Pick out every line of the entries below that contains the word "flower", and copy each of those lines in full.

◇ ◇ ◇ ◇ ◇

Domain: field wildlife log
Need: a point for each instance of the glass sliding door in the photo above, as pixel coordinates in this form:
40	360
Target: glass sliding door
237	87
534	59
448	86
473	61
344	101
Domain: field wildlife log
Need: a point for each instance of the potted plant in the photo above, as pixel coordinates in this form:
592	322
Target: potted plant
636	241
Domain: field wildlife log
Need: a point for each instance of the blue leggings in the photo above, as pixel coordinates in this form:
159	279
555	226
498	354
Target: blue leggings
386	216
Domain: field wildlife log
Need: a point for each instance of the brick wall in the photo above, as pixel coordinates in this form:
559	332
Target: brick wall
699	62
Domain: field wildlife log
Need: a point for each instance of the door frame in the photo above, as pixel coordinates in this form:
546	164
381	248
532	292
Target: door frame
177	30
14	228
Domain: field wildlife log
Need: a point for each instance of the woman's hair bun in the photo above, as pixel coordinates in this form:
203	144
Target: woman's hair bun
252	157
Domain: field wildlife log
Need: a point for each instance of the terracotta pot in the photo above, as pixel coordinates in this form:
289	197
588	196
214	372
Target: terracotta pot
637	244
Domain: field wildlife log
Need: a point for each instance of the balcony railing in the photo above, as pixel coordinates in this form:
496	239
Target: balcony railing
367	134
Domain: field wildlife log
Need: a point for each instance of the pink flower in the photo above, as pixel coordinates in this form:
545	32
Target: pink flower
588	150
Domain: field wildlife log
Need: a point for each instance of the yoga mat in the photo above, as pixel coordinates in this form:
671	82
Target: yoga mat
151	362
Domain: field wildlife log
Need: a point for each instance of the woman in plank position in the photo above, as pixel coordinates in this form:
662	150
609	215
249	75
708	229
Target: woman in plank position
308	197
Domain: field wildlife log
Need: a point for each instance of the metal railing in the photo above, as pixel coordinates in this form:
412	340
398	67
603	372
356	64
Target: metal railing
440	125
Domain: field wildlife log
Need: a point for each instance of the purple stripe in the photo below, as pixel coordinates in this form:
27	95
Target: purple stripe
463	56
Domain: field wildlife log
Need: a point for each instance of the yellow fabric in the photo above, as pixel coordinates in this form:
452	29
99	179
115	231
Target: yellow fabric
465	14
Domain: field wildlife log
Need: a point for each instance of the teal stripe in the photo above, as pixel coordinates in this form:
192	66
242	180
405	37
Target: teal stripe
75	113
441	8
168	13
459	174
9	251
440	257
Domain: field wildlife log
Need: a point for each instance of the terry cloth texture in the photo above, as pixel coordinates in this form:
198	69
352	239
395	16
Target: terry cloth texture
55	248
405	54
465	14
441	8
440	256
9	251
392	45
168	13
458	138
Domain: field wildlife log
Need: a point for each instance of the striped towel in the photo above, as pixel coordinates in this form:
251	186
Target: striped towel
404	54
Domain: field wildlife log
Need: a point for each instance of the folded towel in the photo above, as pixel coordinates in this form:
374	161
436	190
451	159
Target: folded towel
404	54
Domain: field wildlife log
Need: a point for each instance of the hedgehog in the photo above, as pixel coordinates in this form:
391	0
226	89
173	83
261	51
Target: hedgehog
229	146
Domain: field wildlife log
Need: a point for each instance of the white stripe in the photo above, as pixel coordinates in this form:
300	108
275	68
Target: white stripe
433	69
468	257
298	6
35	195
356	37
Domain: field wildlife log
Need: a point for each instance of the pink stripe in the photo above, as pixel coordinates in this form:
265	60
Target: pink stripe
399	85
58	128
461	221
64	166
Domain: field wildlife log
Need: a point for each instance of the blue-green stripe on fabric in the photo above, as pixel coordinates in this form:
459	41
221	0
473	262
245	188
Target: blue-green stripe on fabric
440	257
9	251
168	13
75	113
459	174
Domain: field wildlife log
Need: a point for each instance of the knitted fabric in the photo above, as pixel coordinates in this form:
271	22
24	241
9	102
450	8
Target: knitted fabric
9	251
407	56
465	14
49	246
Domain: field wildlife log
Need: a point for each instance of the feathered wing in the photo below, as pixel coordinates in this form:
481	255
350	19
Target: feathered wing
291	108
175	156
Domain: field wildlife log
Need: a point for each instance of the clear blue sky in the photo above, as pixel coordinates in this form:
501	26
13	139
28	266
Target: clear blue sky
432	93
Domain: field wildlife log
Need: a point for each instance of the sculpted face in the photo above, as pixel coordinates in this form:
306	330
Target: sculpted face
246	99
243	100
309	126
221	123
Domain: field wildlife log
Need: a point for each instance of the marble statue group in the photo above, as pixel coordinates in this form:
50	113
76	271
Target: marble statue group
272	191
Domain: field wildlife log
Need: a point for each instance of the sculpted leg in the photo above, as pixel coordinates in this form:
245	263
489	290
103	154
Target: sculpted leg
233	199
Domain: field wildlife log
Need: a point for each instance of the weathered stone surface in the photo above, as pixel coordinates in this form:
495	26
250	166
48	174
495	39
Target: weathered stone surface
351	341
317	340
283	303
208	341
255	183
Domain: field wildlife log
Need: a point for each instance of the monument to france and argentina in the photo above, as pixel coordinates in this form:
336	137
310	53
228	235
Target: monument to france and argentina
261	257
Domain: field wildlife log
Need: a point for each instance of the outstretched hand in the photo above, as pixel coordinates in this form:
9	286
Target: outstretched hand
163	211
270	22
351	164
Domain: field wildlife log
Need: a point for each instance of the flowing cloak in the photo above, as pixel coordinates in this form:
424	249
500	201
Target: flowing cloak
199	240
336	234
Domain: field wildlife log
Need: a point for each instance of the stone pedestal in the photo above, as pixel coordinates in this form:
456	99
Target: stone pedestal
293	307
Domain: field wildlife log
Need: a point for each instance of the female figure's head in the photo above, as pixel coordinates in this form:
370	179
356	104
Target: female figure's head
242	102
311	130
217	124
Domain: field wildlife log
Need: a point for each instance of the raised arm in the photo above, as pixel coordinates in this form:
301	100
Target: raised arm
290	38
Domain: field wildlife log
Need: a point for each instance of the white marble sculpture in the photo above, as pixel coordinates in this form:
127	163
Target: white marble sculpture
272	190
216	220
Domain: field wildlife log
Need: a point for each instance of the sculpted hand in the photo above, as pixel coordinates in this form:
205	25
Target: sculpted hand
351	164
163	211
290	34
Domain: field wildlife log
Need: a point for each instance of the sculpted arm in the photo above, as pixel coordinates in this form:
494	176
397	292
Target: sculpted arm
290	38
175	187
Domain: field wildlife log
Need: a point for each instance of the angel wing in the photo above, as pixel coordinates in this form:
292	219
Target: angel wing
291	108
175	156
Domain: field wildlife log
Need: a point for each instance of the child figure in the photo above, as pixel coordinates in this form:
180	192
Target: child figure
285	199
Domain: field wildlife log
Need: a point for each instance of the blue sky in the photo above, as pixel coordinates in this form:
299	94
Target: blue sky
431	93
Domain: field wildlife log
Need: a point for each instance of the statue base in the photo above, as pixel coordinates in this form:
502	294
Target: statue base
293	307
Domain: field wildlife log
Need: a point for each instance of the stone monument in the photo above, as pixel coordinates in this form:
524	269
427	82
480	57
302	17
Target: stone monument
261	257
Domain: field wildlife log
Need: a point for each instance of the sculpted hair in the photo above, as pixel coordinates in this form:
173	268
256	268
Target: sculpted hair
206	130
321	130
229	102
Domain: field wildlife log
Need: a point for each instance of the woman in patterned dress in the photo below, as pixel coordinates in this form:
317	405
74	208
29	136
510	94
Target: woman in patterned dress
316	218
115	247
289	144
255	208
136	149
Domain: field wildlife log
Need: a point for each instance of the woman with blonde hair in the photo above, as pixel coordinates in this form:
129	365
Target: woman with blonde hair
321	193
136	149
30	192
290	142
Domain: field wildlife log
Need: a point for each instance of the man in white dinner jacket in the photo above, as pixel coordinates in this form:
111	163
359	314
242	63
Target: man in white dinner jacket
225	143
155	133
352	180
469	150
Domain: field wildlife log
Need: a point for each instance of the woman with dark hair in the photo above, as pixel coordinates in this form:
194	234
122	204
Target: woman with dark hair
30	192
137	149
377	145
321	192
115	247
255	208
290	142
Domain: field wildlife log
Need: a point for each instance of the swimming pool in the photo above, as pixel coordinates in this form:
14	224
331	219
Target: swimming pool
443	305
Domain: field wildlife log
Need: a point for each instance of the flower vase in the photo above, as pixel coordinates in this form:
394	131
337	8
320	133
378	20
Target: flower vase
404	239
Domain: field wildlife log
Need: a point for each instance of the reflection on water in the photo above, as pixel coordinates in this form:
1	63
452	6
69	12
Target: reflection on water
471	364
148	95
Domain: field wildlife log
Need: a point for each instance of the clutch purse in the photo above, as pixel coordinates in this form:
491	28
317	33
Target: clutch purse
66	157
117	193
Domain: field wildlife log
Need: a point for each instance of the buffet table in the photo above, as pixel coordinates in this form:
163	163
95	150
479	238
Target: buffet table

◇ ◇ ◇ ◇ ◇

_RESPONSE BELOW_
Need: a point for each instance of the pink flower in the photo above, as pixel coordinates in this form:
Target: pink flower
Need: a point for each instance of the flower vase in the photo above, as pixel coordinates in this form:
Target: flower vase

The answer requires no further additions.